Rewrite the items below, putting "Labeled points" in place of every "Marked points" and leaving all other text unchanged.

** START **

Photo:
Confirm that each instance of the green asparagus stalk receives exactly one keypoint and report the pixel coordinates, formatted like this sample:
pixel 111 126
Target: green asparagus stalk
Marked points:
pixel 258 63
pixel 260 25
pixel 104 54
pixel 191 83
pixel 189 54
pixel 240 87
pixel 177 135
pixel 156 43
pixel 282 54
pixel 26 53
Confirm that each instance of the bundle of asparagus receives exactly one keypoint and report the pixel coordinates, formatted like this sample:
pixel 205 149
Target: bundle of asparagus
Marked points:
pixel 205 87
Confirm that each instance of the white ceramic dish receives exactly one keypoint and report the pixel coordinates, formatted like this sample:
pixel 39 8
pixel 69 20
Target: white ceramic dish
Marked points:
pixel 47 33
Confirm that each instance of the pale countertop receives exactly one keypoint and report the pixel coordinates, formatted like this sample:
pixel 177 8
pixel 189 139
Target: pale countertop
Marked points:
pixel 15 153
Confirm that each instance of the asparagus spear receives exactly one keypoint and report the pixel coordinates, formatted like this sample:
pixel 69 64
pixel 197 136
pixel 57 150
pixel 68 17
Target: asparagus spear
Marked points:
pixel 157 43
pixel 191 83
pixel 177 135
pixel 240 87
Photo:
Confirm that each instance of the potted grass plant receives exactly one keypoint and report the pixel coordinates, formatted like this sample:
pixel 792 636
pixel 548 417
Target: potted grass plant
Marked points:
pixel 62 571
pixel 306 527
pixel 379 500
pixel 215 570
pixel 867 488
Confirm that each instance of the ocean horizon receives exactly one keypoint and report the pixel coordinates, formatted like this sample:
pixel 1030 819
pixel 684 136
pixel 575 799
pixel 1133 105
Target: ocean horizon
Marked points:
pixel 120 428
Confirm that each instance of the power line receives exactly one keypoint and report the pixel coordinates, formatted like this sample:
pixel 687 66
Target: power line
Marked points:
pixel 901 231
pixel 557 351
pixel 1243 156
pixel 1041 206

** END **

_The completed task_.
Photo:
Confirm that each instance of the green asparagus stalk receives exactly one keypoint and report the pixel coordinates, formatted like this sample:
pixel 111 126
Target: green asparagus stalk
Labeled points:
pixel 258 63
pixel 260 25
pixel 104 54
pixel 191 83
pixel 189 54
pixel 240 87
pixel 177 135
pixel 156 43
pixel 282 54
pixel 26 53
Confirm that each instance of the bundle of asparagus receives exactly one keypoint and report the pixel coordinates, formatted like this sample:
pixel 205 149
Target: bundle of asparagus
Labeled points:
pixel 205 87
Confirm that each instance of the white ceramic dish receives exactly one keypoint and report the pixel coordinates, formatted like this sample:
pixel 39 8
pixel 69 20
Target: white ceramic dish
Labeled points:
pixel 47 33
Confirm that each instance of the pale countertop receives exactly one keypoint and report the pixel coordinates, formatted like this sample:
pixel 177 8
pixel 189 139
Target: pale countertop
Labeled points:
pixel 15 153
Confirm that each instance of the asparagus spear receives exactly one keypoint and report the pixel coordinates, formatted like this sample:
pixel 69 64
pixel 197 136
pixel 57 150
pixel 68 17
Target: asparagus spear
Labeled points:
pixel 157 43
pixel 191 83
pixel 177 135
pixel 240 87
Photo:
Confirm that each instance of the potted grass plant receives exactly one keypoint and report the pixel coordinates, formatted like this sample:
pixel 792 636
pixel 548 417
Target: potted grass plant
Labeled points:
pixel 62 571
pixel 306 527
pixel 379 500
pixel 215 570
pixel 867 488
Confirm that each instance of the ocean horizon receives exactly one keypoint and report the pixel coordinates, formatted like this sample:
pixel 1030 819
pixel 684 136
pixel 575 799
pixel 1133 105
Target: ocean horizon
Labeled points:
pixel 120 428
Confirm that each instance of the power line receives exactly one keypoint and report the pixel coordinates, formatted like this sample:
pixel 687 66
Target: power line
Labeled points:
pixel 901 231
pixel 557 351
pixel 1243 156
pixel 1041 206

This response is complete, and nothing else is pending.